## [Requirement]
Print all of the data exactly, but drop the pictures.

Stored entries:
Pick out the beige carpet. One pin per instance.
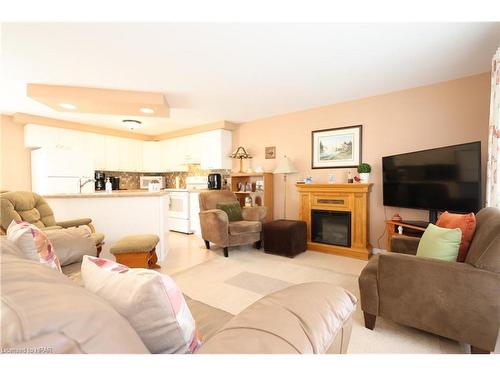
(233, 283)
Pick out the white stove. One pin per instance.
(184, 206)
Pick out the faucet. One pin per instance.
(85, 183)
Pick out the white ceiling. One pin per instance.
(236, 72)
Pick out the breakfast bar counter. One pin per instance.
(114, 194)
(118, 214)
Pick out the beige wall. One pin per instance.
(15, 159)
(425, 117)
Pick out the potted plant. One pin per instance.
(364, 170)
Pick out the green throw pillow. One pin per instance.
(232, 209)
(440, 243)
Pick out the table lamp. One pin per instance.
(285, 167)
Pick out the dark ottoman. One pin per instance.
(285, 237)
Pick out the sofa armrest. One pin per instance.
(74, 222)
(304, 318)
(214, 226)
(451, 299)
(256, 213)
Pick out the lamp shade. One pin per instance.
(285, 166)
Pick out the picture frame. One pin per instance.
(336, 147)
(270, 152)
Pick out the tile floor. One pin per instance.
(225, 283)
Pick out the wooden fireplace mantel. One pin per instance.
(353, 198)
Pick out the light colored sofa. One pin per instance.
(457, 300)
(42, 309)
(216, 227)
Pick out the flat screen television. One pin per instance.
(439, 179)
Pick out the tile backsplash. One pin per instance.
(130, 180)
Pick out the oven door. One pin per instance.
(179, 205)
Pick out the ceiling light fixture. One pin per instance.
(131, 124)
(147, 110)
(67, 106)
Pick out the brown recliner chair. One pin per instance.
(460, 301)
(216, 227)
(34, 209)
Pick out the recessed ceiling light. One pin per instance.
(67, 106)
(131, 124)
(147, 110)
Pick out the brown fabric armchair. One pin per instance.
(216, 227)
(34, 209)
(460, 301)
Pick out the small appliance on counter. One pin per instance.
(145, 180)
(100, 180)
(115, 182)
(214, 181)
(154, 186)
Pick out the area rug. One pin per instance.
(231, 284)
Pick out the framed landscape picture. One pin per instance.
(336, 148)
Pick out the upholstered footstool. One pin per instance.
(138, 251)
(285, 237)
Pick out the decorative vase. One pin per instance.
(364, 177)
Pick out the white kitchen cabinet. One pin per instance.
(151, 160)
(112, 153)
(36, 136)
(172, 159)
(97, 145)
(210, 149)
(217, 146)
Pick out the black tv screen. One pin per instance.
(446, 178)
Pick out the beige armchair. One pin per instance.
(34, 209)
(216, 227)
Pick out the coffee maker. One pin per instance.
(100, 180)
(214, 181)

## [Reply]
Pick out the beige carpet. One pin per instance.
(233, 283)
Pick out the white stove. One pin per instance.
(184, 206)
Pick out the faucet. One pin per instance.
(85, 183)
Pick out the white ceiling. One pin per instance.
(236, 72)
Pick out the breakfast bar counter. One pin per instance.
(114, 194)
(118, 214)
Pick out the beige wall. One pin per instance.
(15, 159)
(425, 117)
Pick out the potted plant. One pin per instance.
(364, 170)
Pick out the green throw pillow. One pin per instance.
(232, 209)
(440, 243)
Pick out the table lamp. One pin per instance.
(285, 167)
Pick out the dark ottoman. One pin per instance.
(285, 237)
Pick out the sofa armrest. One pin per instance.
(74, 222)
(304, 318)
(214, 226)
(451, 299)
(256, 213)
Pick out the lamp shade. One pin per instance.
(285, 166)
Pick out the picture frame. One pin per instance.
(336, 147)
(270, 152)
Pick out the tile floor. One pin per instance.
(225, 283)
Pick out the wooden fireplace mantel. One pin per instance.
(353, 198)
Pick out the light colored sofa. One pin per instance.
(457, 300)
(42, 309)
(216, 227)
Pick out the flat screen television. One pin per instance.
(439, 179)
Pick out the tile backsplash. One pin per instance.
(130, 180)
Pick out the oven door. One pin per instance.
(179, 205)
Pick out the ceiling light fixture. One pin per instance.
(131, 124)
(147, 110)
(67, 106)
Pick out the brown recliner chair. One pin per instance.
(460, 301)
(216, 227)
(34, 209)
Pick out the recessed ceiling light. One pin per instance.
(67, 106)
(131, 124)
(147, 110)
Pick out the brown fabric armchair. One pin per instance.
(216, 227)
(34, 209)
(460, 301)
Pick out the small appliance on counter. One pin per instance.
(145, 180)
(100, 180)
(115, 182)
(214, 181)
(154, 186)
Pick out the area rug. One pin per instance.
(231, 284)
Pick out the framed landscape picture. One pin per instance.
(336, 148)
Pick out the upholstered footstool. One pin per instance.
(138, 251)
(285, 237)
Pick out the decorative vase. One pin per instance.
(364, 177)
Pick out the white kitchen cabinet. One pin per instance.
(151, 160)
(112, 153)
(36, 136)
(172, 159)
(97, 145)
(210, 149)
(217, 146)
Pick out the black tv screen. One pin per instance.
(446, 178)
Pick out the beige armchair. One pin per instance.
(34, 209)
(216, 227)
Pick out the coffee maker. One pin per instance.
(100, 180)
(214, 181)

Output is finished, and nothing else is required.